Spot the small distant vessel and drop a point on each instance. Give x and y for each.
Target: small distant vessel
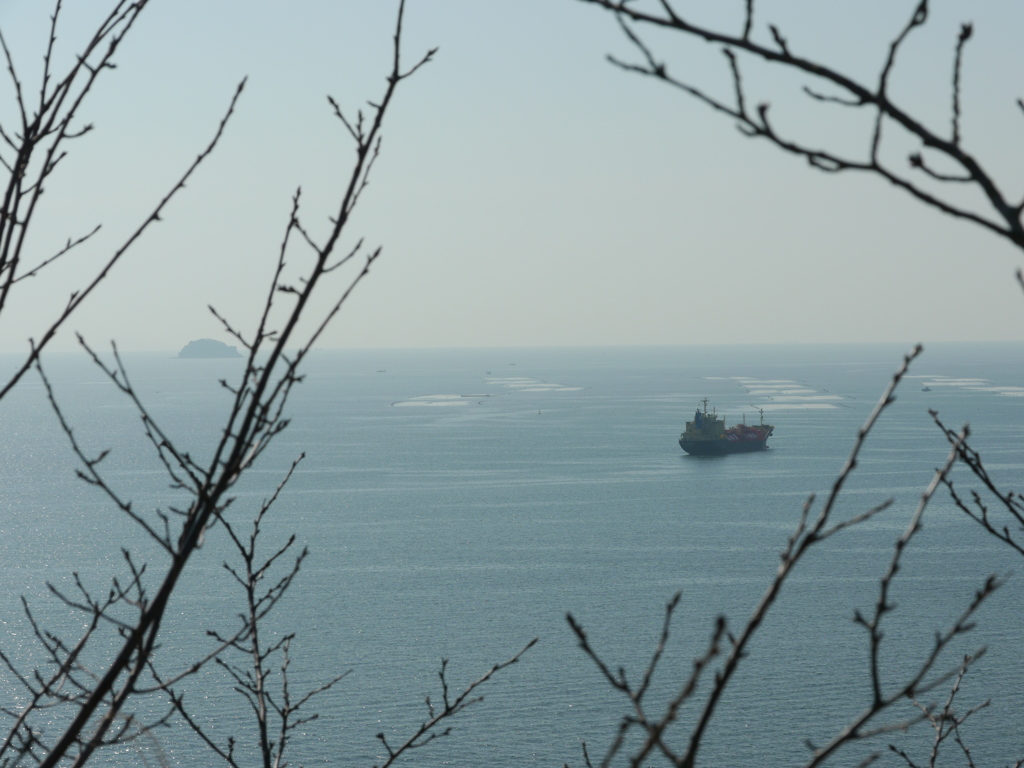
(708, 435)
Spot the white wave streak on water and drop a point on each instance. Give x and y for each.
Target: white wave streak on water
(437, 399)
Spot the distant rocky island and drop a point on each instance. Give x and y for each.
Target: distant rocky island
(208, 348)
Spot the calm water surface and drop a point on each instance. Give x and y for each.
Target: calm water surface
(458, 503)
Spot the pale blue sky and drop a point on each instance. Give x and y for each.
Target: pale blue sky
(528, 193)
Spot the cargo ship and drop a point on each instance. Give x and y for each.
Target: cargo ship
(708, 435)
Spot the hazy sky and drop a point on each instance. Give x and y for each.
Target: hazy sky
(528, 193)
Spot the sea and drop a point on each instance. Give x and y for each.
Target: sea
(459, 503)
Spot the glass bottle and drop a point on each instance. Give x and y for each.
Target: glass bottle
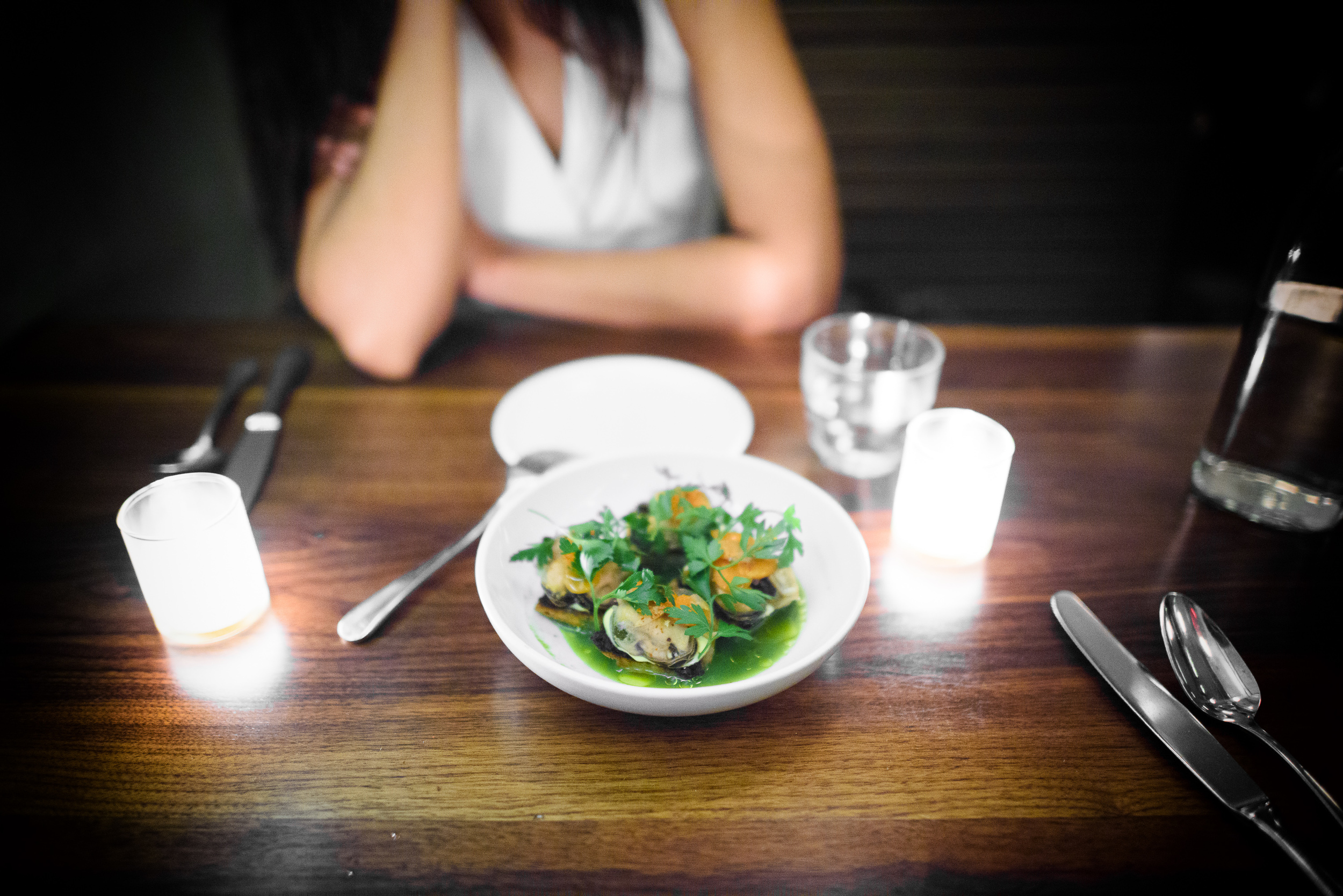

* DIRECTIONS
Hand back the data above exactly, leaving out all pictures.

* YOUR SOLUTION
Spot the small distant vessel and drop a point on each instance. Give x and y for each.
Target: small distant vessel
(708, 435)
Spot the white wave streak on water and drop a point on each instance. Give x and y for each.
Target: white wave streak on water
(437, 399)
Spot the distant rocky island and drop a point on each instance. Give x and y for each.
Target: distant rocky island
(208, 348)
Spot the calm water surface and drop a point on each instance. Give x and y for each.
Target: calm water surface
(458, 503)
Spot the pale blue sky and drop a point on each instance. Give x and y for each.
Target: pale blue sky
(528, 193)
Spot the cargo ship and drop a point on each instance. Give x and y for each.
Target: cargo ship
(708, 435)
Spot the hazy sky and drop a point on each instance. Give x and y for each.
Target: hazy sky
(528, 193)
Spot the sea and drop a point on each instance. Give x and y for each.
Target: sea
(459, 503)
Spot the glass bottle and drop a point on each instance. Give x and y for each.
Target: glass bottle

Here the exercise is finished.